I need every line of the material below that includes the string "query".

== Extracted material

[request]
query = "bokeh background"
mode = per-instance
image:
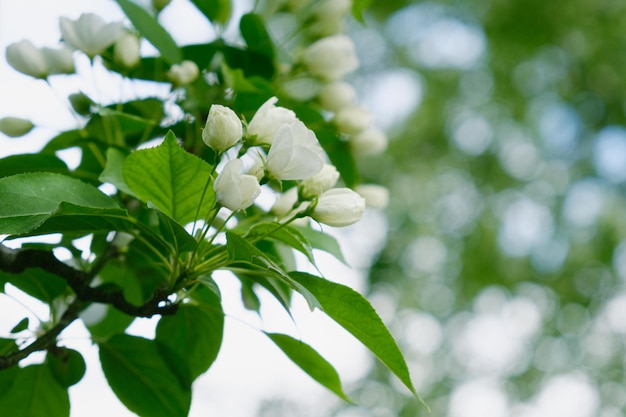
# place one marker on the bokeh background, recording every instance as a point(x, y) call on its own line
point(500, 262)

====
== Extracted material

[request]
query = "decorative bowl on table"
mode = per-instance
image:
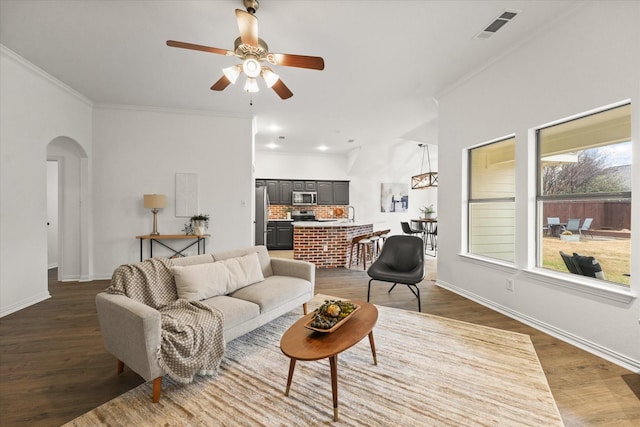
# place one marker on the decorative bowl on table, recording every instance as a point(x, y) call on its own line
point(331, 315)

====

:: The answer ::
query = "bokeh background"
query = "decorative bowl on table"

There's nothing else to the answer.